**What to do**.
What follows is a block of records; restate each one word for word.
▽
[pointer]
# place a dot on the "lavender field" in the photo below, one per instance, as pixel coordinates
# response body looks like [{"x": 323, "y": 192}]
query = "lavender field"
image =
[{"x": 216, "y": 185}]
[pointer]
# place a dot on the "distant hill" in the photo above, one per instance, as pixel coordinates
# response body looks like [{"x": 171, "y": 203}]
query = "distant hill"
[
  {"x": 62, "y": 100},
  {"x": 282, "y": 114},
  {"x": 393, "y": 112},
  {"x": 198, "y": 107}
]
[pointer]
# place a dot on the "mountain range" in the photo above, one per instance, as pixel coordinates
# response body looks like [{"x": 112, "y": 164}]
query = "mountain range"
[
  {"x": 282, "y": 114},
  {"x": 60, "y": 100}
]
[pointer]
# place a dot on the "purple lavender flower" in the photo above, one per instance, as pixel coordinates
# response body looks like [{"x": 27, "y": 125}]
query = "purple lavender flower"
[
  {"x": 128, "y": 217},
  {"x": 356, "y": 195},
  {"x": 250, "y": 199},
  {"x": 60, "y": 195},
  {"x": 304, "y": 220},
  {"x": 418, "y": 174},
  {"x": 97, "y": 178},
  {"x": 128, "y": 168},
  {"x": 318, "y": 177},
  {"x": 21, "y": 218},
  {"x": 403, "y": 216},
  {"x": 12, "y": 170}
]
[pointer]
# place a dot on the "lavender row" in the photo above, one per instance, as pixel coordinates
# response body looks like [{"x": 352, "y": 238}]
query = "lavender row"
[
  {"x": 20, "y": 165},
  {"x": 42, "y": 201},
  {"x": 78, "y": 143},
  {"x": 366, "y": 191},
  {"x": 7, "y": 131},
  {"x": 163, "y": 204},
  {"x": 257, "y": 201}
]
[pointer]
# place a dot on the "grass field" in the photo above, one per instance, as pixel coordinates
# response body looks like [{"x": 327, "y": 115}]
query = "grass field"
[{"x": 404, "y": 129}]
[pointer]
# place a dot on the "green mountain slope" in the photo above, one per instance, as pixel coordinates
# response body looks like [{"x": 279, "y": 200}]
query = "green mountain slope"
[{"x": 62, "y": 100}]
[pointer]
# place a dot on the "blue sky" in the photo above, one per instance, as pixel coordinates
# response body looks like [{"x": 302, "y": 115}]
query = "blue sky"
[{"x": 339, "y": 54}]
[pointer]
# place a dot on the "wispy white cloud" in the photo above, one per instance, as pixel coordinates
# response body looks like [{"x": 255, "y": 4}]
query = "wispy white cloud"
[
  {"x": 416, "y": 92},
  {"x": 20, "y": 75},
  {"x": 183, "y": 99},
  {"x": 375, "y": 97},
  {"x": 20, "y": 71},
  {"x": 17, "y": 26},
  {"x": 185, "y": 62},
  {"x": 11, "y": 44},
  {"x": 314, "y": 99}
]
△
**Final result**.
[pointer]
# place a dot on the "lavender field" in the photo below, one per instance, as pixel coordinates
# response body looks like [{"x": 323, "y": 192}]
query = "lavender field"
image =
[{"x": 216, "y": 185}]
[pointer]
# place a dot on the "distant hill" in the photo above, one per instance, as pixel coordinates
# response body looks like [{"x": 171, "y": 203}]
query = "distant hill"
[
  {"x": 62, "y": 100},
  {"x": 282, "y": 114},
  {"x": 393, "y": 112},
  {"x": 198, "y": 107}
]
[pointer]
# place a dot on the "mountain range" in the photo above, one per instance, as pixel coordinates
# response body looks like [{"x": 112, "y": 164}]
query = "mountain range"
[
  {"x": 282, "y": 114},
  {"x": 60, "y": 100}
]
[pointer]
# place a dot on the "purple lavender flower" in the photo above, one per instance, as pixel coordinates
# response body looks like [{"x": 27, "y": 125}]
query = "purple lavender flower"
[
  {"x": 128, "y": 217},
  {"x": 356, "y": 195},
  {"x": 250, "y": 199},
  {"x": 60, "y": 195},
  {"x": 304, "y": 220},
  {"x": 418, "y": 174},
  {"x": 97, "y": 178},
  {"x": 128, "y": 168},
  {"x": 318, "y": 177},
  {"x": 21, "y": 218},
  {"x": 403, "y": 216},
  {"x": 12, "y": 170}
]
[pointer]
# place a dot on the "lavender row" in the photo above, one per instance, as pixel coordinates
# response body looks like [{"x": 352, "y": 238}]
query = "lavender row"
[
  {"x": 20, "y": 165},
  {"x": 42, "y": 201},
  {"x": 78, "y": 143},
  {"x": 366, "y": 191},
  {"x": 7, "y": 131},
  {"x": 163, "y": 204},
  {"x": 257, "y": 201}
]
[pointer]
# place a dot on the "grass field" in the photo above, one per instance, as pixel coordinates
# response body looks like [{"x": 327, "y": 115}]
query = "grass field"
[{"x": 404, "y": 129}]
[pointer]
# place a dot on the "green mountain slope" in the photo above, one per instance, as pixel coordinates
# response body looks like [{"x": 279, "y": 200}]
query = "green mountain slope"
[{"x": 62, "y": 100}]
[pointer]
# place a dot on the "blue sky" in the photo above, one per instance, as pixel coordinates
# response body looks like [{"x": 302, "y": 115}]
query = "blue sky"
[{"x": 339, "y": 54}]
[pointer]
# place a dot on the "wispy white cloud" in the photo above, one per instance, as pixel coordinates
# response body looks like [{"x": 255, "y": 4}]
query = "wispy white cloud"
[
  {"x": 416, "y": 92},
  {"x": 20, "y": 75},
  {"x": 183, "y": 99},
  {"x": 375, "y": 97},
  {"x": 20, "y": 71},
  {"x": 17, "y": 26},
  {"x": 185, "y": 62},
  {"x": 11, "y": 44},
  {"x": 314, "y": 99}
]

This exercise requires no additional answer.